> [Compiti richiesti]:
#1 In base al testo sul processo a Nicola Pende, spiega in una o due frasi a che cosa serve il processo secondo quanto vi viene dichiarato.
#2 Riprendi il testo sul processo a Nicola Pende e continualo a partire dall'ultima frase riportata.

> [Segmento di testo]:
|---|
Chi era Nicola Pende, un eroe o un malfattore? Con questa domanda si apre il 'Processo al Manifesto della Razza. Il caso Nicola Pende' andato in scena venerdì 25 gennaio al Teatro San Carlo di Modena al cospetto di centinaia di studenti superiori [GUARDA IL VIDEO INTEGRALE]
Chi pone la domanda richiama un antefatto. Il libro di Franco Cuomo pubblicato nel 2005 “I dieci. Chi erano i professori che firmarono il Manifesto della Razza” citava fra i firmatari anche l'endocrinologo di fama mondiale Nicola Pende (Noicattaro, 1880 – Roma 1970), fondatore dell'Università di Bari e tre volte candidato al premio Nobel. Di lì a poco amministrazioni comunali come quella di Bari si adoperarono per rinominare le vie a lui dedicate, suscitando numerose polemiche. Alla proposta di organizzare nel paese natale un convegno a lui dedicato, l'amministrazione rispose che avrebbe accettato esclusivamente interventi elogiativi.
“Il processo di oggi non deciderà colpevoli o innocenti, ma servirà a voi studenti, i veri giudici, a capire quale apporto Nicola Pende diede alle politiche razziali e razziste del regime fascista”
|---|
> [Dati archiviati]:
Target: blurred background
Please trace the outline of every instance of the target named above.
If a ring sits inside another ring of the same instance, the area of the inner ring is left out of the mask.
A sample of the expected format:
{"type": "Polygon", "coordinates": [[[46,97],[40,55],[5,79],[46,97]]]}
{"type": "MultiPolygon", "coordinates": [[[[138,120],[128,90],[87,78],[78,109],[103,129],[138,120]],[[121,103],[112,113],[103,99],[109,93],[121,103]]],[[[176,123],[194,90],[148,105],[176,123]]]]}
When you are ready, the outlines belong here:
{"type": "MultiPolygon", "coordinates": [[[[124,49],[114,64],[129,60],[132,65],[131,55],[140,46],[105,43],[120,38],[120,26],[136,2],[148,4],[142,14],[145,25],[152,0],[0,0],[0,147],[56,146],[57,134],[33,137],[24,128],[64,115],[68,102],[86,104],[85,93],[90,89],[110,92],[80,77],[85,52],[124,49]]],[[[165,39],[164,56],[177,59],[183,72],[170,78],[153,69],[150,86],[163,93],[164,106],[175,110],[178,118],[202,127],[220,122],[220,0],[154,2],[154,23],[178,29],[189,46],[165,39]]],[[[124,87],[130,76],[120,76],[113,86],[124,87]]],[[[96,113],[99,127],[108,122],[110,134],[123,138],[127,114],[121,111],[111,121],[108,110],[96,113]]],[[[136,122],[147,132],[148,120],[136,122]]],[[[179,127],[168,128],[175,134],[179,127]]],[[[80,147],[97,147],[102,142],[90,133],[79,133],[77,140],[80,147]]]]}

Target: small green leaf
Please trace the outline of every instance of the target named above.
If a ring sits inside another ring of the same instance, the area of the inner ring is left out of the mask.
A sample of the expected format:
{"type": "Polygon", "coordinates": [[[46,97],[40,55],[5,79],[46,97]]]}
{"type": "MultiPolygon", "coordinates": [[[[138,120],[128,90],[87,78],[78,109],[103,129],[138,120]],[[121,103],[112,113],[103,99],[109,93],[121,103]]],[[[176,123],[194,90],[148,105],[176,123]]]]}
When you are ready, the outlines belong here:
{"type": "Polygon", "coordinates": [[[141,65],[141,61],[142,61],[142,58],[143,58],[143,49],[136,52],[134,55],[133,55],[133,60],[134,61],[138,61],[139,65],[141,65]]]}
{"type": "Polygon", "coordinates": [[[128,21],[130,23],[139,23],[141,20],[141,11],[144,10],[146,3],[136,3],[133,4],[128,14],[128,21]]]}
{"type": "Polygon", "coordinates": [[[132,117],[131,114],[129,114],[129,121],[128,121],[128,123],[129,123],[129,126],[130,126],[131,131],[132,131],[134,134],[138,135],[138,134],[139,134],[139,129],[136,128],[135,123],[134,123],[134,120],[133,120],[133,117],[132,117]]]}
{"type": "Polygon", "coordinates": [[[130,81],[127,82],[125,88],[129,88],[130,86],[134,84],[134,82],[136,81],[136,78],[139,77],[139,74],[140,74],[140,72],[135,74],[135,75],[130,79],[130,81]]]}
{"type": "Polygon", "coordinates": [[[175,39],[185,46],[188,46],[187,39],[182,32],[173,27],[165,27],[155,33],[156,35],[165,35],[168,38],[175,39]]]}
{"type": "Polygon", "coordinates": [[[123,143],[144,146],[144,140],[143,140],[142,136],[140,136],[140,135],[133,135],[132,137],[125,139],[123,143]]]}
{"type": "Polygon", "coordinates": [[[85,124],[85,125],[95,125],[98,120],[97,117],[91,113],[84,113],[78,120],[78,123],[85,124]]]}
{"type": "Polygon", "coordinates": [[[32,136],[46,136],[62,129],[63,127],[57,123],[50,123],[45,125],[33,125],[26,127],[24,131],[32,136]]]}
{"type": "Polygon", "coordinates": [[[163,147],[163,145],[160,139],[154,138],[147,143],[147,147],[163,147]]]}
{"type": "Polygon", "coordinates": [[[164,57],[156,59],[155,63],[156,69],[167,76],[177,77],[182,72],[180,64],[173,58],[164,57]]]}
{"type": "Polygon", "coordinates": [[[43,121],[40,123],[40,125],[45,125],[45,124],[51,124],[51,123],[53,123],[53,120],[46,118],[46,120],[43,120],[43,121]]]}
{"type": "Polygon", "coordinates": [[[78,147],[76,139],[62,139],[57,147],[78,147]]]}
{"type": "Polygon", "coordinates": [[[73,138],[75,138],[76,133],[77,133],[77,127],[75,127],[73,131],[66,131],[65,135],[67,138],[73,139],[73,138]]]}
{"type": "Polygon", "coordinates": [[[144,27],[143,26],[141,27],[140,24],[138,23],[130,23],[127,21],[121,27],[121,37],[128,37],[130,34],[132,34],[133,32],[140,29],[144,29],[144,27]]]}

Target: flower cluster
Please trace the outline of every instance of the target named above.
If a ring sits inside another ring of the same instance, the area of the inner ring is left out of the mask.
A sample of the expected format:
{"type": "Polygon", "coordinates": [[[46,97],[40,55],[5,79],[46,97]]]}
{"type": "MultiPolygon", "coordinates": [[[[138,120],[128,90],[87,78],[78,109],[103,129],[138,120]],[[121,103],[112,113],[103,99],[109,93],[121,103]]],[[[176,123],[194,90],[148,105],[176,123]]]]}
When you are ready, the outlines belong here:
|---|
> [Risposte ai compiti]:
#1 Il processo non serve a stabilire colpevoli o innocenti. Deve aiutare gli studenti, indicati come i veri giudici, a capire quale apporto Nicola Pende diede alle politiche razziali e razziste del regime fascista.

#2
apre Antonio Brusa, presentando il giudice – Alfonso Botti dell'Università di Modena – l'avvocato dell'accusa – Alberto De Bernardi dell'Università di Bologna – e l'avvocato della difesa, Antonello La Vergata dell'Università di Modena.
Il processo vede alternarsi le arringhe dell'accusa e della difesa, che chiamano a testimoniare lo stesso Nicola Pende attraverso i suoi scritti e un numero di altri testimoni del passato, da Abraham Lincoln a Carlo Alberto Viterbo, a Theodosius Dobzhansky, a padre Agostino Gemelli, a Indro Montanelli per citarne alcuni.
Viene richiamata l'analogia di metodo di inchiesta giudiziaria e ricerca storica, entrambe basate sulla ricerca di indizi, ma differenti negli esiti: l'emissione di una sentenza per la prima, la formulazione di ipotesi interpretative per la seconda.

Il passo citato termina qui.